▸ DIRECTIONS: Report every line in the items below that contains the word "mane", copying each such line in full.

======== INFORMATION SHOWN

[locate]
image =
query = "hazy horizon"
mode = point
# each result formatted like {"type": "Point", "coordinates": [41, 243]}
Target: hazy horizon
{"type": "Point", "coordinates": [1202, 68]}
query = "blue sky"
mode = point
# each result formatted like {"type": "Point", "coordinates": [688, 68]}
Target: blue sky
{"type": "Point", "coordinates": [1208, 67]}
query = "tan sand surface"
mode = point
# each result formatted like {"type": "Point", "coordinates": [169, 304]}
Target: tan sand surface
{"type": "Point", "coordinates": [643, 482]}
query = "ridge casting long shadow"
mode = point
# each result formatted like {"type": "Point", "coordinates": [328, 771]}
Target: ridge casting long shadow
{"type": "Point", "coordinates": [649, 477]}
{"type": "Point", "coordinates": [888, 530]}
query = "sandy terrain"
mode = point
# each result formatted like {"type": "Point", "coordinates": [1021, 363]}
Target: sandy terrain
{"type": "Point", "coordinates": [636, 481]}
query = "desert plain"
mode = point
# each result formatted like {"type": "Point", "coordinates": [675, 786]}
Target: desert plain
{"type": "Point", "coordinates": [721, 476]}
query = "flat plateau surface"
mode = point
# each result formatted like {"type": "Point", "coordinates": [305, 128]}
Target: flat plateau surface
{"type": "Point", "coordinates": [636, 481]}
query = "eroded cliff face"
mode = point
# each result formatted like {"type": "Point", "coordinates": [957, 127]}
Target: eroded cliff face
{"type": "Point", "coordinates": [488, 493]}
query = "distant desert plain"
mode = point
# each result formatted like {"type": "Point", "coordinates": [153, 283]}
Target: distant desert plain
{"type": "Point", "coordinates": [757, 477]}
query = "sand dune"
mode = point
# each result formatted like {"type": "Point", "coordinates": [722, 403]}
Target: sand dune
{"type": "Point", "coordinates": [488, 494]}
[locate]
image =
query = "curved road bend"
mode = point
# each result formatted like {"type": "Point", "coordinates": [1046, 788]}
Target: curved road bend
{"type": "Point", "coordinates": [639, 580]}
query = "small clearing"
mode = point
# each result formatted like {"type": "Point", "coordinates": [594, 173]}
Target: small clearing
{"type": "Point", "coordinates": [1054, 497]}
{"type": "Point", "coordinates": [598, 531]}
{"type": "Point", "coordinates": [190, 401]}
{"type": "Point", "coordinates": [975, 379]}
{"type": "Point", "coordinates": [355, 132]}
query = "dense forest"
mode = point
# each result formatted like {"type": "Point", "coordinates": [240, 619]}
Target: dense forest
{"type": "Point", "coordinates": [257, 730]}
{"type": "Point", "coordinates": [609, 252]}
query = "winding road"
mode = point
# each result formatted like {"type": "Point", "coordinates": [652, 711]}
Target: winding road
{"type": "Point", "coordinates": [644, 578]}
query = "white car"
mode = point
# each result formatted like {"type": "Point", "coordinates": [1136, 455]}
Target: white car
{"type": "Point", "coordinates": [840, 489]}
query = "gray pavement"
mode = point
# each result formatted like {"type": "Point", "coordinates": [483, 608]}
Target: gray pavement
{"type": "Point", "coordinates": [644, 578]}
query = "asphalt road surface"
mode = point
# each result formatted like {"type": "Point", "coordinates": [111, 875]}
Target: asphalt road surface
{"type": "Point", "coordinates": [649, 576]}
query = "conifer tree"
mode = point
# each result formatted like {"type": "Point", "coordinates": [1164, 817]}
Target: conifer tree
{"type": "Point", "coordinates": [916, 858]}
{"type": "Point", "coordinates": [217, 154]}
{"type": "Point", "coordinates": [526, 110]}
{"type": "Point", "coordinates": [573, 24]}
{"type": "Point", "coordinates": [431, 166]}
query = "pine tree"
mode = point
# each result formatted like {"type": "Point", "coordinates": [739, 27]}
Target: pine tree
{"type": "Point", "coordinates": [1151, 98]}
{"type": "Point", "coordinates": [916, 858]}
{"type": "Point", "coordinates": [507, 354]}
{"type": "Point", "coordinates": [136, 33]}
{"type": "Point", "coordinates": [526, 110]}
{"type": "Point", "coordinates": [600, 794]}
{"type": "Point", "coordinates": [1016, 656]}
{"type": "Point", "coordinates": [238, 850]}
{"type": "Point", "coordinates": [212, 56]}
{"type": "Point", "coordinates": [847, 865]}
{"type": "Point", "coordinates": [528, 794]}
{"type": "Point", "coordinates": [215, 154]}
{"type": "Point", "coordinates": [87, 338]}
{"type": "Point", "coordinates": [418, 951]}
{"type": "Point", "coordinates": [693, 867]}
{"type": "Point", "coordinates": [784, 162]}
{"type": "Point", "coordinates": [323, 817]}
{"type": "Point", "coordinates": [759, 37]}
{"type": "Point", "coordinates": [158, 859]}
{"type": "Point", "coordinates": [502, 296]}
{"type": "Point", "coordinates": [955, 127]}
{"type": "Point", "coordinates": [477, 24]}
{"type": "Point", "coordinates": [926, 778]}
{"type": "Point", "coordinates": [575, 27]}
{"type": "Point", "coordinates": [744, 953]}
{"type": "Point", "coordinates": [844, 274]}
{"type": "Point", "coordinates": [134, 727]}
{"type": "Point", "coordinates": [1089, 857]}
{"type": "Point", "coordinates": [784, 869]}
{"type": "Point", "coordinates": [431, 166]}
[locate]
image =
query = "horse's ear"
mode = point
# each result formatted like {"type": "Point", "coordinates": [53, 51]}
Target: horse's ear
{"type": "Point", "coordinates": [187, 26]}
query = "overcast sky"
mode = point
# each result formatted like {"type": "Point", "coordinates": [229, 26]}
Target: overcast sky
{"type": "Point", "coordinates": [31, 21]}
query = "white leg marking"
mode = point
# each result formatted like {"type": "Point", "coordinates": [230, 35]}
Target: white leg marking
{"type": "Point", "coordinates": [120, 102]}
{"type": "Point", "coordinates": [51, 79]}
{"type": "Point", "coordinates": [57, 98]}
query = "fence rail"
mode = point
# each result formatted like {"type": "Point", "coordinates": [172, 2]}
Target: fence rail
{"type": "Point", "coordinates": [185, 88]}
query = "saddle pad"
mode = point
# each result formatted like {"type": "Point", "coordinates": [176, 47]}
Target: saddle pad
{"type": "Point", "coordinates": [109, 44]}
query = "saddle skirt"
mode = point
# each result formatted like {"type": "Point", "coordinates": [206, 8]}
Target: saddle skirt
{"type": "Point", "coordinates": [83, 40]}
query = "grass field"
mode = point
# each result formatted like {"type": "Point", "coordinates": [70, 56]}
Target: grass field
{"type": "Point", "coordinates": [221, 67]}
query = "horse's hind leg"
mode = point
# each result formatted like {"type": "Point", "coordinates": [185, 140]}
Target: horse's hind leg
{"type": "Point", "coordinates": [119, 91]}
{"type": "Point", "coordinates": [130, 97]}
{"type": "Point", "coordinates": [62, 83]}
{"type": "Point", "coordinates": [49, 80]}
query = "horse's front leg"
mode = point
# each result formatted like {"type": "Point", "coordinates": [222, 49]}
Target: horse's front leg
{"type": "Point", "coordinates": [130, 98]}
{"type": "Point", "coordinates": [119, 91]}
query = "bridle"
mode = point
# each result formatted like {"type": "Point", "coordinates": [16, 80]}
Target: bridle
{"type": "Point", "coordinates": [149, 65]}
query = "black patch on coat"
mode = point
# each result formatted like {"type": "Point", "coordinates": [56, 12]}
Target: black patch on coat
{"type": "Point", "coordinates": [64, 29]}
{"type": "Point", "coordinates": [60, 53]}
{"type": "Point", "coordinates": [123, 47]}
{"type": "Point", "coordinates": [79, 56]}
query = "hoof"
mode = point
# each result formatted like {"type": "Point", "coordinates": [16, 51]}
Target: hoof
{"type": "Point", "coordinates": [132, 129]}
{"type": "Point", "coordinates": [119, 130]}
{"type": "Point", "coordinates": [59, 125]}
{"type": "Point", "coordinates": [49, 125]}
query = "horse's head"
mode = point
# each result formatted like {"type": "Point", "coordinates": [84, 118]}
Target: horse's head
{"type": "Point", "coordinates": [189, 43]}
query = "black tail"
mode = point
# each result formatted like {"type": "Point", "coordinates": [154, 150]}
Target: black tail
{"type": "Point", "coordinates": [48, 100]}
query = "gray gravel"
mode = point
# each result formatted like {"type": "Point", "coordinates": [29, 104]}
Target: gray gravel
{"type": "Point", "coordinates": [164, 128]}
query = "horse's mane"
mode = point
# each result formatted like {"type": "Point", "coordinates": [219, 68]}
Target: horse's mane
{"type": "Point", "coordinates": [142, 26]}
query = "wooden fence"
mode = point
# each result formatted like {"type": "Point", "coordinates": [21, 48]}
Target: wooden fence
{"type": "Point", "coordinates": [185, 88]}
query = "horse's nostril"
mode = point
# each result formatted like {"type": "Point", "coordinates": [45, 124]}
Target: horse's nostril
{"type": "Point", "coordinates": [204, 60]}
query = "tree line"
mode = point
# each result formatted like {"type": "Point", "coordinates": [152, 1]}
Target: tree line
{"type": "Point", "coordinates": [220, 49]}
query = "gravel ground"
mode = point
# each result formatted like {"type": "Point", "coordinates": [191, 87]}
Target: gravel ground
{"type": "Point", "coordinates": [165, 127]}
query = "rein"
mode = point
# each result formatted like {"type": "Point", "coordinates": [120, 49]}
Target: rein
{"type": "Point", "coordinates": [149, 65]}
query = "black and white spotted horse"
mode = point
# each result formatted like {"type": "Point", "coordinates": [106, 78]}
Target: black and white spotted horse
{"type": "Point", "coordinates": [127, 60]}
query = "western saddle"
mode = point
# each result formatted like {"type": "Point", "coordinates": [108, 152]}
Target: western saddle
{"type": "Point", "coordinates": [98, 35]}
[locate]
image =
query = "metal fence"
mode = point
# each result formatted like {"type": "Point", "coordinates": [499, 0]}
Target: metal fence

================

▸ EXERCISE RESPONSE:
query = "horse's mane"
Target: horse's mane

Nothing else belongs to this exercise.